O que se pede: Por favor, passe para o inglês esta frase do documento de origem: "A agricultura de grãos é a base da economia do município de 6,9 mil habitantes localizado na divisa com Santa Catarina."

Documento de origem:
---

Em 160 (40%) dos 399 municípios paranaenses a agropecuária básica - produção primária - gera mais de 30% das riquezas locais, conforme dados do Instituto Brasileiro de Geografia e Estatística (IBGE). É o caso de Renascença, no Sudoeste do estado. A agricultura de grãos é a base da economia do município de 6,9 mil habitantes localizado na divisa com Santa Catarina. Em 2006, segundo o IBGE, 30,3% do PIB municipal veio de atividades de dentro da porteira.
Perdas - Neste ano, cerca de 40% da produção global de soja, milho e feijão da região foi perdida com a seca,conforme o núcleo regional de Francisco Beltrão da Secretaria Estadual da Agricultura (Seab), que atende Renascença e outros 26 municípios da microrregião. "Os prejuízos são estimados em R$ 390 milhões", calcula o técnico da Seab, Antoninho Fontanella. Somente Renascença perdeu cerca de R$ 27 milhões, conforme avaliação da administração municipal, que considera principalmente o impacto nas culturas de feijão, soja e milho.
Coasul - A Coasul, cooperativa com sede em São João (Sudoeste) e entreposto em Renascença, espera movimentar entre 80 e 100 mil toneladas de milho neste ano, até 40% menos que o previsto inicialmente. "Na soja ainda não dá para prever porque ainda dá para recuperar parte das perdas. Por enquanto, a expectativa é movimentar entre 250 e 300 mil toneladas", explica o técnico Adriano Bressiani Machado. No ano passado, ciclo de safra cheia, a Coasul teve faturamento recorde de mais de R$ 352 milhões.

---

Informações fornecidas:
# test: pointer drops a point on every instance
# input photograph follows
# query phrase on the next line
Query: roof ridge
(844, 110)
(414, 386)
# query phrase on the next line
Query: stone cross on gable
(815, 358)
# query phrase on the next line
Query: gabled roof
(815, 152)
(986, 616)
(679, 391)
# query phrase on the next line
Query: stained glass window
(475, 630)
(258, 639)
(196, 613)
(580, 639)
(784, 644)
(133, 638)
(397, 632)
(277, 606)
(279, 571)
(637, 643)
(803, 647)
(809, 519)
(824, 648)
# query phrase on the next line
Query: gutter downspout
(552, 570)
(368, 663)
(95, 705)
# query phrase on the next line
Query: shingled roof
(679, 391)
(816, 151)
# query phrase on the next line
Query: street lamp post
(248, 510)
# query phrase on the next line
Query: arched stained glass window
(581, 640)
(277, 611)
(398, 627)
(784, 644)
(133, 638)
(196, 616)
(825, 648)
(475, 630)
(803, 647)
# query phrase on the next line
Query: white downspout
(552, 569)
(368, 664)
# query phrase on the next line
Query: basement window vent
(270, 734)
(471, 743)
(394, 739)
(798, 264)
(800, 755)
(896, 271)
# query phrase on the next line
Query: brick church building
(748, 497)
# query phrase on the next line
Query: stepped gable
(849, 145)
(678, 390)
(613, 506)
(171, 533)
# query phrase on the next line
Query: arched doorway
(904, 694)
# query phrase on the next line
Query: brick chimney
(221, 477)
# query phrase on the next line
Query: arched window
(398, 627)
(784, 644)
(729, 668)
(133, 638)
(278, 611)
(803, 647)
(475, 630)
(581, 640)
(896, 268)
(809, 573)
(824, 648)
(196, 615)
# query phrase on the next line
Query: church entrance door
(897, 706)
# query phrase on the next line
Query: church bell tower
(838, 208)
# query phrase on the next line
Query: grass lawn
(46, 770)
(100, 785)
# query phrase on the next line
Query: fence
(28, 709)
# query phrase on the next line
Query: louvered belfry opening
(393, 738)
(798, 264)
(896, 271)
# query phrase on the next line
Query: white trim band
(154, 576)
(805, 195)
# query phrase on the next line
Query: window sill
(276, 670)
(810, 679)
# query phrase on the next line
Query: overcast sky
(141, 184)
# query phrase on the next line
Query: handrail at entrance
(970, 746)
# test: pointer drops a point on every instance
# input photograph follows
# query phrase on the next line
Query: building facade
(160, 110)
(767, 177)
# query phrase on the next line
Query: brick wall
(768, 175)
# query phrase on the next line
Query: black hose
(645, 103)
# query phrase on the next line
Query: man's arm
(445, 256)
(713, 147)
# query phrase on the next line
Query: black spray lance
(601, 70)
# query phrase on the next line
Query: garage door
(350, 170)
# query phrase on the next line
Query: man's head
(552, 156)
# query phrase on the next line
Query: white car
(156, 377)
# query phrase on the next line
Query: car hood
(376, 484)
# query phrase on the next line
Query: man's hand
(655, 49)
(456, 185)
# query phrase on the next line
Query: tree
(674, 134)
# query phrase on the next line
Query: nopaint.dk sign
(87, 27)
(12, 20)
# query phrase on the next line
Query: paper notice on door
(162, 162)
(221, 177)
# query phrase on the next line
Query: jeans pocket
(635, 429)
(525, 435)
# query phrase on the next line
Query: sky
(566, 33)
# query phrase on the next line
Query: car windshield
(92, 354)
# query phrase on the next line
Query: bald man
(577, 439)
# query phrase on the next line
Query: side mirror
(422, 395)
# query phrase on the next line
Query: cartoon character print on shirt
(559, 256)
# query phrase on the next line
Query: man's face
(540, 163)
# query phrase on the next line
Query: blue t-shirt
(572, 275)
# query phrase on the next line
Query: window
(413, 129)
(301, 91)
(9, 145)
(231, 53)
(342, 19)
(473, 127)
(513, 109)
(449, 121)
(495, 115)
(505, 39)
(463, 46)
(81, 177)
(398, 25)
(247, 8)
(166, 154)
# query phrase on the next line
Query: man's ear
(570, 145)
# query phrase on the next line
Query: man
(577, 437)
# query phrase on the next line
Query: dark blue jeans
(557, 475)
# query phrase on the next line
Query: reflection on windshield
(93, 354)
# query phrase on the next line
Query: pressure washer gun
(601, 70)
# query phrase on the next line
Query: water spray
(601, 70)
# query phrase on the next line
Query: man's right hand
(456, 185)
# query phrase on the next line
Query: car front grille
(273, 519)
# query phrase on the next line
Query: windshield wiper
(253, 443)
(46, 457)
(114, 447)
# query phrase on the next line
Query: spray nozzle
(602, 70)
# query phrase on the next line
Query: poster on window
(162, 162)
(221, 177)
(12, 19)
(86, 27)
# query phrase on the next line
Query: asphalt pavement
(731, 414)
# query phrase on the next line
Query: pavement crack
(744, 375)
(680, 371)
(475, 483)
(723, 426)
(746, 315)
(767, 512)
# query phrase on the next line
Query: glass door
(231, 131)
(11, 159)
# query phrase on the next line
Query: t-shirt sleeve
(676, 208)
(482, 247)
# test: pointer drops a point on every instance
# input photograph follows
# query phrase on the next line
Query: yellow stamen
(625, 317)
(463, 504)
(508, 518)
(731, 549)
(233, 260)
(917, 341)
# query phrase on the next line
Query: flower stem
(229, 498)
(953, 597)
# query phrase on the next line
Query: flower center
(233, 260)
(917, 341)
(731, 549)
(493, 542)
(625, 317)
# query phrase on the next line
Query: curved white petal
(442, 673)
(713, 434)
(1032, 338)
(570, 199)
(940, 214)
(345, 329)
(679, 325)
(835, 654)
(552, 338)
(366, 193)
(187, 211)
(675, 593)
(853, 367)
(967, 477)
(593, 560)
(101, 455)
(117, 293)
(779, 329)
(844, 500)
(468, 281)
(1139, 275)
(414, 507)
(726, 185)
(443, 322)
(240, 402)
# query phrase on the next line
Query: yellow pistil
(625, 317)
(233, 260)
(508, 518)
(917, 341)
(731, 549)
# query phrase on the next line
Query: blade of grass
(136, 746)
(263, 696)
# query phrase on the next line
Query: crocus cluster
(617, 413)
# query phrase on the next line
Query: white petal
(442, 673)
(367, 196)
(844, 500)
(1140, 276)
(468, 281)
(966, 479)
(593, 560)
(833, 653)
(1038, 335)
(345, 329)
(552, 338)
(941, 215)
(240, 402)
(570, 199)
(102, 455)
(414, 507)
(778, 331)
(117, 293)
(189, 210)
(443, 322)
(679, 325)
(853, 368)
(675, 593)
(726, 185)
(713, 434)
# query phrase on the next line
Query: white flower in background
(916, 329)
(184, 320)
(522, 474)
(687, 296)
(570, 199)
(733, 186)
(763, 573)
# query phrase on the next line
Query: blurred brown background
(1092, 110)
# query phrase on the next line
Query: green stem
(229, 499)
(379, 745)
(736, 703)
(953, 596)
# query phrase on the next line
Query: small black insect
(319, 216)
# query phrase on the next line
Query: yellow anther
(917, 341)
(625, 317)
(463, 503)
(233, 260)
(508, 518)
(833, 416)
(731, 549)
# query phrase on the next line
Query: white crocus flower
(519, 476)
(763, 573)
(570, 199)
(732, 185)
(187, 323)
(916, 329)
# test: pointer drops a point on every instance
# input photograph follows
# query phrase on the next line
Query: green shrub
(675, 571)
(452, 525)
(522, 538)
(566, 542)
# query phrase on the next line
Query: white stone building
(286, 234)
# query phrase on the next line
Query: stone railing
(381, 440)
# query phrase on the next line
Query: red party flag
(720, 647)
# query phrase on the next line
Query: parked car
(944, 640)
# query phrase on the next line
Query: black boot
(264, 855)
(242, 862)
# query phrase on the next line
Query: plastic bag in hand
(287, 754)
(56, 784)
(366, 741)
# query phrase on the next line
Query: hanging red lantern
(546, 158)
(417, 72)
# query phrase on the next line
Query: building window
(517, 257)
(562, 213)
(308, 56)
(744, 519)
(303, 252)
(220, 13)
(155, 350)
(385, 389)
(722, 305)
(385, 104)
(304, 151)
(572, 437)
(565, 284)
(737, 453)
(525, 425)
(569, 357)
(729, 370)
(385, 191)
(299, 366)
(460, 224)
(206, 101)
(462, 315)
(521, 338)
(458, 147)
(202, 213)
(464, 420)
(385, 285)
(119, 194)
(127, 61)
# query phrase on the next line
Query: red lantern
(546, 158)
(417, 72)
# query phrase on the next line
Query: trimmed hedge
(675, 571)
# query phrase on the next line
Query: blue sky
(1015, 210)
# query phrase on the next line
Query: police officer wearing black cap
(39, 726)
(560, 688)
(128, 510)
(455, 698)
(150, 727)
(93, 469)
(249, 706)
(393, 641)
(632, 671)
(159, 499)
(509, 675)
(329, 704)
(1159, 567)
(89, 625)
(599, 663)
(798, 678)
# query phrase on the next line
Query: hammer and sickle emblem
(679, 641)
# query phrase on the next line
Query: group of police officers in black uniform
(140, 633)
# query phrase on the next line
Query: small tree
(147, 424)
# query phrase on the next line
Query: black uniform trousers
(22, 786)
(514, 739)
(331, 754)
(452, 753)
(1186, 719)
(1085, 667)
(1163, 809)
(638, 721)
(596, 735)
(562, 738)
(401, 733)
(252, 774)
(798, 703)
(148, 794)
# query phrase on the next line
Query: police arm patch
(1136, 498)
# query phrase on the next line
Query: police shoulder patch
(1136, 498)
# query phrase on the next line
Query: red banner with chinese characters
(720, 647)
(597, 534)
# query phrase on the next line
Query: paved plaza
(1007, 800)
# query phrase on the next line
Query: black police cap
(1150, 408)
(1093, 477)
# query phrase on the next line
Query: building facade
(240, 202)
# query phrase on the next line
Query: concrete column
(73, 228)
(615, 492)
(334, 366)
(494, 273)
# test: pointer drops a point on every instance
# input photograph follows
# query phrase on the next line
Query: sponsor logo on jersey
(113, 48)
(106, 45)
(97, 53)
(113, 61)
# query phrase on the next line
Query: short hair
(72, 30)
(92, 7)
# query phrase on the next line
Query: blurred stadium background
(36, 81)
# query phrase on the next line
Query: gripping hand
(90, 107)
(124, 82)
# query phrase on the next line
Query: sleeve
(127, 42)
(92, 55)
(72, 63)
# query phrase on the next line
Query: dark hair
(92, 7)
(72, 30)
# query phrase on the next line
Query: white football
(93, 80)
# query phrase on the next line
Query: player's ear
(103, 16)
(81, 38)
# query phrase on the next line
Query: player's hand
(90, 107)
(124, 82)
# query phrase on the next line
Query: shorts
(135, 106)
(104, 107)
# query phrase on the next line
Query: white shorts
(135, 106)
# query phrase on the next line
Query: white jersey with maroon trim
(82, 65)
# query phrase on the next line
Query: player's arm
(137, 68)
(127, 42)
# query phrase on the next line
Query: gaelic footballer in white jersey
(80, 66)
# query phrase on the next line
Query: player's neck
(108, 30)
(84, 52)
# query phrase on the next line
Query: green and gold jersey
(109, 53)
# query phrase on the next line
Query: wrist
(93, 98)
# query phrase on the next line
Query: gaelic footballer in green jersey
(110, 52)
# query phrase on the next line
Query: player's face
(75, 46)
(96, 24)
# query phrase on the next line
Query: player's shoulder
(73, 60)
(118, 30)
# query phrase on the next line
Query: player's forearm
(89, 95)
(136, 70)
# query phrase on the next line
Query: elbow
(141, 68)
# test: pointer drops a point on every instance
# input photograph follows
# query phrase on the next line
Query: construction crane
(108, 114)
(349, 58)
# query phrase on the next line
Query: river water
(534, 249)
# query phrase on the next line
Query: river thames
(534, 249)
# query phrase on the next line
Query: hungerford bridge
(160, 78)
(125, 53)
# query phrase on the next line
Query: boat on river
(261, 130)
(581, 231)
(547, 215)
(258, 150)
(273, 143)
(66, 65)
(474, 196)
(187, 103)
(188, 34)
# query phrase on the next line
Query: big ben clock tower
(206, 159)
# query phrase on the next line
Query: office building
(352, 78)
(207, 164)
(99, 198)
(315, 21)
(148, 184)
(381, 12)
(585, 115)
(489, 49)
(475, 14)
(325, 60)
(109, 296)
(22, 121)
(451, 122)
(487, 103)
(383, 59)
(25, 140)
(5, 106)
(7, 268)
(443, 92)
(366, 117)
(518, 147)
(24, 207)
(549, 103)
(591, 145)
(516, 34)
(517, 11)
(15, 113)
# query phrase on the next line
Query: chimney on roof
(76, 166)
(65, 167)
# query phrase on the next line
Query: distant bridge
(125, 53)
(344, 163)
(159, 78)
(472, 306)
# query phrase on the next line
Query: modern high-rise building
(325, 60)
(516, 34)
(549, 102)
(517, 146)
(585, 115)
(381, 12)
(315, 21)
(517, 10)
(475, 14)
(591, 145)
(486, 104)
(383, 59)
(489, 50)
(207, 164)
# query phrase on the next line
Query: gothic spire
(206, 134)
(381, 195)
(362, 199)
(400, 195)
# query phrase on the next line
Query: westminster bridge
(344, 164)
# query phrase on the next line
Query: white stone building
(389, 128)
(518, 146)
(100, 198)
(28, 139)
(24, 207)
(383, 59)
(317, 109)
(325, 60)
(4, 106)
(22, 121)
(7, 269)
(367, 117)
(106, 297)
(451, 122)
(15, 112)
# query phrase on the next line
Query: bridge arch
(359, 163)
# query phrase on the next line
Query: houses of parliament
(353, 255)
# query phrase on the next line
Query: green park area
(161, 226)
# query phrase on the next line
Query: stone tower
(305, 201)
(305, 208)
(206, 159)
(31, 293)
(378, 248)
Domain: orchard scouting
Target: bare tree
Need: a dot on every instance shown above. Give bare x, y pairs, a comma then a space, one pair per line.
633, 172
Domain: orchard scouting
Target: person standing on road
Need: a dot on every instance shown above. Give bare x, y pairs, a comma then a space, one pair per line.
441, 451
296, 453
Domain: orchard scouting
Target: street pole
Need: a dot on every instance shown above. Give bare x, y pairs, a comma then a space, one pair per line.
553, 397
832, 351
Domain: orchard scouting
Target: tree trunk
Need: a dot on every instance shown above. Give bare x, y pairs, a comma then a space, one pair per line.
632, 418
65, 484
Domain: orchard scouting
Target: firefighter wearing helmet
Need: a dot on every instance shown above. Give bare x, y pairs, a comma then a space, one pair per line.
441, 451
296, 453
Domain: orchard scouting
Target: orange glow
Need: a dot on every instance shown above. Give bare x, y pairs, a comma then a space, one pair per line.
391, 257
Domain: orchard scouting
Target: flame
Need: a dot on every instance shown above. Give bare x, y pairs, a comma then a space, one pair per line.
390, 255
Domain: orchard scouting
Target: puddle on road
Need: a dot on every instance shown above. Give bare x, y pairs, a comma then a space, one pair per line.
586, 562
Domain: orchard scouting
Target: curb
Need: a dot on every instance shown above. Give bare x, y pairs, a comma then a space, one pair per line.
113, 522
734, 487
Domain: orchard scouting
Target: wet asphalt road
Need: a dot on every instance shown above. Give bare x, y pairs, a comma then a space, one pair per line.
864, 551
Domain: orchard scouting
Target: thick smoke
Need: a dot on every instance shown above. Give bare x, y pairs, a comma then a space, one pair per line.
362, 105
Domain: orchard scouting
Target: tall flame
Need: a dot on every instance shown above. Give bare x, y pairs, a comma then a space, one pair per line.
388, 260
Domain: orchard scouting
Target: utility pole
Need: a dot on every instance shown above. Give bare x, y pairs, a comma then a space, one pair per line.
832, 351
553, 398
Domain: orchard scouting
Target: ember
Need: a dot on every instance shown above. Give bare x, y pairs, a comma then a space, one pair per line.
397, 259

---

A solução: Grain farming is the foundation of the economy of the municipality of 6,900 inhabitants located on the border with Santa Catarina.